What the task asks: Retype everything below from the line containing "Box any woman's clasped hands you see." down to the line containing "331,324,361,356", with both of those lines included.

Excerpts from a detection dataset
────────────────────────────────────────
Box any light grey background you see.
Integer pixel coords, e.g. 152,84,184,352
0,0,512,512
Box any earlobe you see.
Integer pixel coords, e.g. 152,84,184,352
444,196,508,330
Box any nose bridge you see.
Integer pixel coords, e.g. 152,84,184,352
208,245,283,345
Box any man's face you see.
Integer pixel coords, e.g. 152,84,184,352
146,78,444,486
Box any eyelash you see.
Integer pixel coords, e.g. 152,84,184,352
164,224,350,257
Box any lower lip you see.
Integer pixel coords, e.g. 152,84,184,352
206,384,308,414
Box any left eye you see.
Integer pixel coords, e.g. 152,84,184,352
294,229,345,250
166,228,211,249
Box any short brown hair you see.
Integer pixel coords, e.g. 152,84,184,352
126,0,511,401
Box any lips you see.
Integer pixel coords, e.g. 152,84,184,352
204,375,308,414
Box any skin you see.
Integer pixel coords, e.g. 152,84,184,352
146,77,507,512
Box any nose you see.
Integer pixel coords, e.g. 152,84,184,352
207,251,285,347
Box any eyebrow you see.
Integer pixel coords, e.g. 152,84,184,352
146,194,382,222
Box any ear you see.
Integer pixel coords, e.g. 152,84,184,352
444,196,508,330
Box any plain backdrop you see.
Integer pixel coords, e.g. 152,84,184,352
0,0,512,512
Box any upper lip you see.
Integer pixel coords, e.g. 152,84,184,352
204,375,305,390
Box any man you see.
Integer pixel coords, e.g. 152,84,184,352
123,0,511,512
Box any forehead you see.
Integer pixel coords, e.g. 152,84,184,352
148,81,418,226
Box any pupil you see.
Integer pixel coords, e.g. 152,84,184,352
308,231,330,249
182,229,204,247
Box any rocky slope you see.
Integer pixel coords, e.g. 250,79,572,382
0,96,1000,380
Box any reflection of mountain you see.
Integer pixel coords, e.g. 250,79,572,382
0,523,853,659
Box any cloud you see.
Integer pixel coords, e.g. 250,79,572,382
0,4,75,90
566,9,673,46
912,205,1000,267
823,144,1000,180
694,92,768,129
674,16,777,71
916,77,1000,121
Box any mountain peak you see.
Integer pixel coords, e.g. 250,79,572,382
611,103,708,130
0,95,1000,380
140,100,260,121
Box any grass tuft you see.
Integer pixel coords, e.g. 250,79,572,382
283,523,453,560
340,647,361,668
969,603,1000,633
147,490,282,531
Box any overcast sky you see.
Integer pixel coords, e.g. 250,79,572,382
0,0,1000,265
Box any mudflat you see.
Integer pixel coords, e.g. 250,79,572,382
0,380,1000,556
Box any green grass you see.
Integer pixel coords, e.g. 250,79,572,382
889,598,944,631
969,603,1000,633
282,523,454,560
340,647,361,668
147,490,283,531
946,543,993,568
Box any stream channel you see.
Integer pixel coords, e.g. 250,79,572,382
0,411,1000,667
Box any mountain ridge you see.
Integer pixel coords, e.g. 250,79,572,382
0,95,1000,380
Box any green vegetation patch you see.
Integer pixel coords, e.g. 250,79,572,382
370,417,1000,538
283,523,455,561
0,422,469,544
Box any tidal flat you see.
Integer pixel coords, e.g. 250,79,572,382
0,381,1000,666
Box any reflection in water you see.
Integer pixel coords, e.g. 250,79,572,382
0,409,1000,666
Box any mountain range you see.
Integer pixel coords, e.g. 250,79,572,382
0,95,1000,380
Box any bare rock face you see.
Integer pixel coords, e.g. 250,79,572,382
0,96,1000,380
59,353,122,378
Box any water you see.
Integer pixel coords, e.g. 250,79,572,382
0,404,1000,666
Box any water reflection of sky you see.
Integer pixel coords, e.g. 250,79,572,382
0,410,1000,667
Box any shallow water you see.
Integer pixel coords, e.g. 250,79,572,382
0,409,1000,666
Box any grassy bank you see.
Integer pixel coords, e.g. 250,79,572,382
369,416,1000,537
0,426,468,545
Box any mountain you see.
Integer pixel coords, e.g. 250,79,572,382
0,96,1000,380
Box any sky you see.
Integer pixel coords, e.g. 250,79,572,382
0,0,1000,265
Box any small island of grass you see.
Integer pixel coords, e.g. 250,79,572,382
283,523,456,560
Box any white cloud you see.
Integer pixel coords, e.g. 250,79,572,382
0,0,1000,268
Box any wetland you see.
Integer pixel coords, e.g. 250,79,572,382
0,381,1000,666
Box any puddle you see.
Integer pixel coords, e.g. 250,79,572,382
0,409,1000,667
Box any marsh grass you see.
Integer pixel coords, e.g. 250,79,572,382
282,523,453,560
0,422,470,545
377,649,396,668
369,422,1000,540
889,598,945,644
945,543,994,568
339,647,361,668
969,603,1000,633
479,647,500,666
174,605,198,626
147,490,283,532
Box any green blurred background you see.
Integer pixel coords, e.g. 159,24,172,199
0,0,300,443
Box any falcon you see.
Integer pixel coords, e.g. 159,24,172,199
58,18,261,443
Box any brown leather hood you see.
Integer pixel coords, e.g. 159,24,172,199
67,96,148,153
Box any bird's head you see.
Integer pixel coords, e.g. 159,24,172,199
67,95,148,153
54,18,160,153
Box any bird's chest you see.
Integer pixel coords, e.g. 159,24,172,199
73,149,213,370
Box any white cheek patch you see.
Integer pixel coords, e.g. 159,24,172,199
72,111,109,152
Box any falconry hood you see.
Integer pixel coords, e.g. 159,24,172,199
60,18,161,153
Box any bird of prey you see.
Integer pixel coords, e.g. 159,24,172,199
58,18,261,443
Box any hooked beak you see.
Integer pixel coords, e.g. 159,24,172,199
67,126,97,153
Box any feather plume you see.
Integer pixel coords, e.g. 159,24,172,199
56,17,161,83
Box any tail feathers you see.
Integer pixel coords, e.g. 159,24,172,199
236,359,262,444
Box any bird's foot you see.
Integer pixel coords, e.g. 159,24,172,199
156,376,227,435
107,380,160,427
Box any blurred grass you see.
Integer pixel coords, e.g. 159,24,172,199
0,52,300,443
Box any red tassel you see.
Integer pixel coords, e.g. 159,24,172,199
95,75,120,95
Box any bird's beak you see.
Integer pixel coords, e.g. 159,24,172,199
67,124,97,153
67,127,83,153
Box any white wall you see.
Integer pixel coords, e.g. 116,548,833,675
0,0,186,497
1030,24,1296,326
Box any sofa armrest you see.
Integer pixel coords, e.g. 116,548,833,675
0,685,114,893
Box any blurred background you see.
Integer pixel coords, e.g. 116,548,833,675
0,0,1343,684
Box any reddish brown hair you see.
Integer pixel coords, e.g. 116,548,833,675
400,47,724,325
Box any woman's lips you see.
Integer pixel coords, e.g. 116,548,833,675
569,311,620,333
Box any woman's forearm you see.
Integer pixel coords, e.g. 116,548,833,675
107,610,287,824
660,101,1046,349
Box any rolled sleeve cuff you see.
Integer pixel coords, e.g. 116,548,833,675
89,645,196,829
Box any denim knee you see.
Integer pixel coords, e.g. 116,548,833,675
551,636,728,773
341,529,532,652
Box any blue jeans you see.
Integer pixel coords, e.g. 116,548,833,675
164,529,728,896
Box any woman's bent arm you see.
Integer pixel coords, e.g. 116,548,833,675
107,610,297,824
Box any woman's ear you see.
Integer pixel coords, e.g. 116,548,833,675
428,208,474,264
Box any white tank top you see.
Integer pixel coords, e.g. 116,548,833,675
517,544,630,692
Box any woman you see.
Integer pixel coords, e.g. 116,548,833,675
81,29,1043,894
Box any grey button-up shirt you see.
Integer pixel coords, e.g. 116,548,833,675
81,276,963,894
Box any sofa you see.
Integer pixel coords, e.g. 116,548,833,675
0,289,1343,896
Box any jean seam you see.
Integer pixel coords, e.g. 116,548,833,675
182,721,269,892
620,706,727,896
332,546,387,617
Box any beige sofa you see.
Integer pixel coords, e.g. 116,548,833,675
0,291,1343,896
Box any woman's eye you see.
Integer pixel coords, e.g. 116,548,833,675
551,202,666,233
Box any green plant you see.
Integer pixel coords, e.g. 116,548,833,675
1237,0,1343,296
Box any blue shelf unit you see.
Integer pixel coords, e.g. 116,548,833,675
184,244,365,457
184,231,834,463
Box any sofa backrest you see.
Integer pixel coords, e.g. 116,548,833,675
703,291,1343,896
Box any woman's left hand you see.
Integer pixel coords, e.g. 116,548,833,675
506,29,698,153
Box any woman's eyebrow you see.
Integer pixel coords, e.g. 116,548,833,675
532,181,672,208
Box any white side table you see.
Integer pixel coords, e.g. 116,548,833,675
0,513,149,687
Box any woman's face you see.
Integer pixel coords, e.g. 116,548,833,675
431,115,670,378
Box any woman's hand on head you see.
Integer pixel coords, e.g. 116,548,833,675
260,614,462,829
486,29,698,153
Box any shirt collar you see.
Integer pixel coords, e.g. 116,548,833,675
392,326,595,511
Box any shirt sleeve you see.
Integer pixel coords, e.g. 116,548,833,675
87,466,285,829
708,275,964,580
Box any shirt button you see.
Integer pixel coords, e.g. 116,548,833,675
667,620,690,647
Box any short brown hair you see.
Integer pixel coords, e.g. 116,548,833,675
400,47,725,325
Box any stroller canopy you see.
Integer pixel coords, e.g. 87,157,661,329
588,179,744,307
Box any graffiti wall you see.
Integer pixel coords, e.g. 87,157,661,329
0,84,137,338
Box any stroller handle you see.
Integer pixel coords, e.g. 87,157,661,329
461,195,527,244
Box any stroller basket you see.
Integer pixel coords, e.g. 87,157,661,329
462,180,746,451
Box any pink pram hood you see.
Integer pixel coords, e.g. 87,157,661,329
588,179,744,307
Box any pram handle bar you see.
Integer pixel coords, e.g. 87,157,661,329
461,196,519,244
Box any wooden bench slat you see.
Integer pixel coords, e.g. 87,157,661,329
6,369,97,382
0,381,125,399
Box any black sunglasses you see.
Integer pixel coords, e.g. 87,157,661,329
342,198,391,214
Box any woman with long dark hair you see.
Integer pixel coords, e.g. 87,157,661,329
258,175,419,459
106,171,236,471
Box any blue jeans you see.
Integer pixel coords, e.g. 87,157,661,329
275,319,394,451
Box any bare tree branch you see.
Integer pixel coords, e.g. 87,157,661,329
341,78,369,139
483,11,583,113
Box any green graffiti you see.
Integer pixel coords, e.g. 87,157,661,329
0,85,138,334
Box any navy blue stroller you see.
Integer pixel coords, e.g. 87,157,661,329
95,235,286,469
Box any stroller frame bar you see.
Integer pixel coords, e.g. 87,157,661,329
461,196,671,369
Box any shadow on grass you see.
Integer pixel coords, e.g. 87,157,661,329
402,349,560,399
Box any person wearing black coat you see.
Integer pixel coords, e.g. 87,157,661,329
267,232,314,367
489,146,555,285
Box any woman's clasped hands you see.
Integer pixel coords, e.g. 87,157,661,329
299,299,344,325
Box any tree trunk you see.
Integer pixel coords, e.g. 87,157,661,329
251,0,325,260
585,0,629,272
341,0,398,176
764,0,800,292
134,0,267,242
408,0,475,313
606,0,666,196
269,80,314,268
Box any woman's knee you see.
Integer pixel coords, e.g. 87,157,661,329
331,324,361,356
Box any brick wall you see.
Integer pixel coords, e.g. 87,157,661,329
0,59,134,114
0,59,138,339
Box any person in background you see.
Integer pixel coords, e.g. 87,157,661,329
────────────────────────────────────────
Reply:
Box any woman's clasped hands you see.
Integer pixel coords, e.g. 87,157,661,329
299,299,344,325
Box any tree trunk you see.
Integer pixel coords, e.g. 87,157,661,329
251,0,325,260
585,0,629,272
341,0,398,176
764,0,800,292
134,0,267,242
408,0,475,313
606,0,666,196
269,80,314,268
Box any woman's knee you see.
Integer pixel coords, e.g. 87,157,661,329
331,324,361,356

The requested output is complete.